> _Action item_:
Transcribe the data that follows precisely, omitting nothing.

:: Records supplied

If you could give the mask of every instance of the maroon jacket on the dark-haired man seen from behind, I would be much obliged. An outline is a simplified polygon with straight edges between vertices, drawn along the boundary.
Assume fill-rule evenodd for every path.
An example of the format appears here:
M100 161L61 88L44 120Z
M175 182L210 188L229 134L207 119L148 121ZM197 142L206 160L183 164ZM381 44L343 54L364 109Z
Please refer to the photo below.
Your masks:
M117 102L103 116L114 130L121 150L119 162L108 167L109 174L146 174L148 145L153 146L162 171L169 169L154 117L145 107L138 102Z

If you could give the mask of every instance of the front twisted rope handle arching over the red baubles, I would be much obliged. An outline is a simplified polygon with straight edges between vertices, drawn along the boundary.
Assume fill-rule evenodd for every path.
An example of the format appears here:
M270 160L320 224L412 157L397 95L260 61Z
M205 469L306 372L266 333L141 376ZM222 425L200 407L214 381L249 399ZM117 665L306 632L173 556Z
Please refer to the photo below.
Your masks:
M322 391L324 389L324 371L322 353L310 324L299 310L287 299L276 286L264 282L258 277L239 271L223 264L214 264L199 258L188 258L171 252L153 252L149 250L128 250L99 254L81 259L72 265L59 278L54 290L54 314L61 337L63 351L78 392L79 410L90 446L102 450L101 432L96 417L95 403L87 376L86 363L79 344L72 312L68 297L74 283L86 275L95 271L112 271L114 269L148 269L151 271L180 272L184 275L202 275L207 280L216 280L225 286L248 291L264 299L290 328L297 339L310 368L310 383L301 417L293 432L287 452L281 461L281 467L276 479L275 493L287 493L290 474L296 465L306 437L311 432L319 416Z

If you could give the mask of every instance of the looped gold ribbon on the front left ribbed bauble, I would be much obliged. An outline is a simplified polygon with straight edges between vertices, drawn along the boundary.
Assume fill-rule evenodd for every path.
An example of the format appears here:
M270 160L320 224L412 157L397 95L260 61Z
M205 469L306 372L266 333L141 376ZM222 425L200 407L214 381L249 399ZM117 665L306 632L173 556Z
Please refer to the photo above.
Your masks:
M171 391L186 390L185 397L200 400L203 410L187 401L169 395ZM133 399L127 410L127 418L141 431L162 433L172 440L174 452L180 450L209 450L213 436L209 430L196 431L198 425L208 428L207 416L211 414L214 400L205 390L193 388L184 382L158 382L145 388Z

::::

> _Exercise solution_:
If you could give the mask of every instance of the maroon jacket on the dark-haired man seen from behind, I would be much obliged. An outline is a simplified polygon with straight edges between vertices, drawn along the boundary.
Assume fill-rule evenodd for every path.
An example of the format appears here:
M100 161L61 88L44 120Z
M175 182L210 188L229 134L207 119L148 121ZM197 142L206 160L183 164ZM381 44L343 54L364 109Z
Please refer to the photo below.
Your masks:
M117 102L103 116L114 130L121 150L119 162L108 167L109 174L146 174L148 145L153 146L162 171L169 169L154 117L145 107L138 102Z

If you could give the mask of every instance of the front twisted rope handle arching over the red baubles, I would be much obliged. An outline is a simplified polygon with straight edges between vertices, drawn along the boundary.
Assume fill-rule evenodd for every path.
An example of the format appears here:
M270 160L320 224L412 157L397 95L260 61Z
M205 469L306 372L266 333L141 376ZM222 425L200 407L214 381L249 399ZM117 665L306 632L173 556Z
Please refer to the photo below.
Your masks:
M322 391L324 389L324 371L322 353L310 324L299 310L287 299L276 286L264 282L258 277L239 271L223 264L214 264L199 258L188 258L171 252L153 252L149 250L128 250L99 254L81 259L72 265L59 278L54 290L54 314L61 337L63 351L78 392L79 410L90 446L102 450L101 432L96 417L95 403L87 376L86 363L79 344L72 312L68 297L74 283L86 275L95 271L112 271L114 269L148 269L151 271L180 272L184 275L202 275L207 280L216 280L225 286L248 291L264 299L290 328L297 339L310 368L310 383L301 417L293 432L287 452L281 461L281 467L276 479L275 493L287 493L290 474L296 465L306 437L311 432L319 416Z

If you could give the mask of every instance of the looped gold ribbon on the front left ribbed bauble, I would be much obliged. An outline is a simplified polygon with straight edges between vertices, drawn along the boundary.
Assume fill-rule evenodd for every path.
An example of the format appears here:
M270 160L320 224L412 157L397 95L260 61Z
M205 469L306 372L266 333L141 376ZM222 425L200 407L214 381L249 399ZM117 665L306 632L173 556Z
Please refer to the photo above.
Your masks:
M171 391L186 390L185 397L200 400L203 410L187 401L169 395ZM133 399L127 410L127 418L141 431L162 433L172 440L174 452L180 450L209 450L213 436L209 430L196 431L198 425L208 428L207 416L211 414L214 400L205 390L193 388L184 382L158 382L145 388Z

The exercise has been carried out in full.